### Supplied passage:
────

Butere Archives

Chadwick Library a room dedicated Archives and Research.

The growing archives collection is centered around the mission history of Butere from 1912 when Walter Chadwick for CMS  arrived in the area at the invitation of Chief Mulama.  How Butere was chosen is described in a letter from his elder sister, Jane Elizabeth Chadwick who joined him in 1914.


Significant archive holdings include:

  • The original church registers of catechumen, baptism and confirmation classes from 1916 to the 1950s
  • Photographs from c. 1920
  • Copies of watercolour paintings done by CMS missionary Edith Downer of the first school house and other Butere scenes c. 1924
  • The tin trunk used by Miss Chadwick when she was transferred from Entebbe to Butere in 1914.
  • Transcriptions of some of Miss Chadwick’s letters to her friend Ethel MacGowan giving vivid descriptions of life in Butere 1914-1924.
  • Photocopies of Miss Edith Downer’s memoirs including descriptions and photographs of life in Butere in the early 1920’s.
  • Archdeacon Wanguba’s manuscript on the history of Butere mission.
  • A collection of photographs taken 1934-1937 by Joy Ross (neé Wigram), then headmistress of Butere Girls’ School.

────

### Records shown:
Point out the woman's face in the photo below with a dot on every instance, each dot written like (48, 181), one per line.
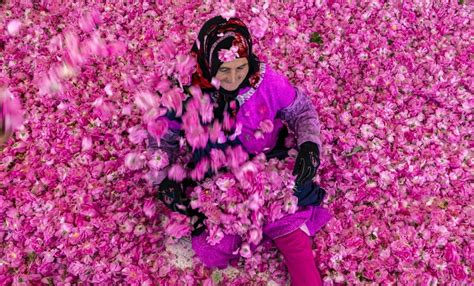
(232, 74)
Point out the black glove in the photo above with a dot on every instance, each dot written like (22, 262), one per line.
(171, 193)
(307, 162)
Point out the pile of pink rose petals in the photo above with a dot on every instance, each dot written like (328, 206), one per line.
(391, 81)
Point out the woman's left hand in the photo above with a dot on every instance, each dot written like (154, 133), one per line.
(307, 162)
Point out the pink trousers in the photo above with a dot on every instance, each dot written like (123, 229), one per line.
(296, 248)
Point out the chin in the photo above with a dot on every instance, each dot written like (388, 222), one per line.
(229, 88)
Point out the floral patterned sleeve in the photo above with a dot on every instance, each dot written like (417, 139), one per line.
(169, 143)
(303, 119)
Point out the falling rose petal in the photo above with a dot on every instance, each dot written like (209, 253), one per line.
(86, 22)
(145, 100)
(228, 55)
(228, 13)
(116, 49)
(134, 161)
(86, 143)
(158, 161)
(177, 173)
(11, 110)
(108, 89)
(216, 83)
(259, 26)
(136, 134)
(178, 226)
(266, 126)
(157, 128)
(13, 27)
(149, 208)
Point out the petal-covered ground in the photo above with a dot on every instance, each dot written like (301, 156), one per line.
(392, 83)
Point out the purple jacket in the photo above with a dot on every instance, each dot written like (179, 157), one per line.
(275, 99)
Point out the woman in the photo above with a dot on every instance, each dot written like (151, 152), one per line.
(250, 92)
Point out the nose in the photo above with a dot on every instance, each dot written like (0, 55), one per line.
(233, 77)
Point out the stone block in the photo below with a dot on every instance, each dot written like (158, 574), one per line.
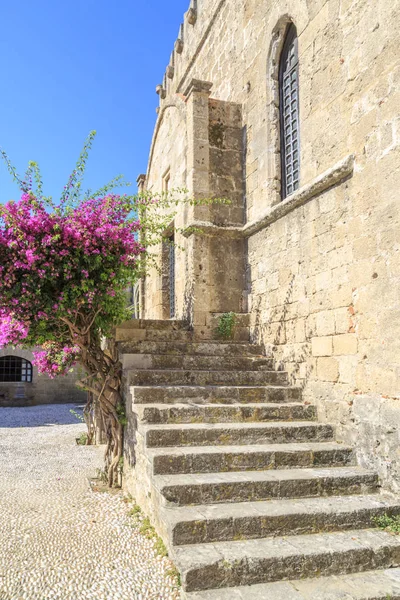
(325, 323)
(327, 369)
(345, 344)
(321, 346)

────

### Work instruction 1:
Answer from the Butere Archives text:
(a) Whose invitation brought Walter Chadwick to the area in 1912?
(b) In what year did Jane Elizabeth Chadwick join her brother?
(c) What position did Joy Ross hold when she took the photographs dated 1934-1937?
### Work instruction 2:
Carry the Butere Archives text on past its final line.

### Your response 1:
(a) Chief Mulama
(b) 1914
(c) Headmistress of Butere Girls' School

### Your response 2:
  • A collection of old medical books which belonged to ‘Bakhoya’ (Maud Pethybridge) the CMS Australia nurse/midwife who ran the clinic at Butere 1928-1939.
  • Shimwenyi’s typescript of the Swahili Union Bible translation, Ibiblia.



In addition there are papers, cuttings and photgraphs related to people significant in the early history of Butere including Rev. Jeremiah Musungu Awori, Esau and Eseri Oywaya, Archdeacon Walter Edwin Owen, Shimwenyi (Lee Appleby), Loice Shisya, Miriam Wandai, Yakobo Likuyi, Rev. Barnaba Weche.



Eseri Oywaya c. 1924 (left) and in 2005 (right) one month before she died aged 100.  She was among the first girls to be taught to read and write by Miss Chadwick.


archival books includes Bishop James Hannington: A History of his life and work (1887) and Lee Appleby’s first Luyia reader ‘Khweche Okhusoma’ (1944).

We are looking into digitizing some of the materials we hold.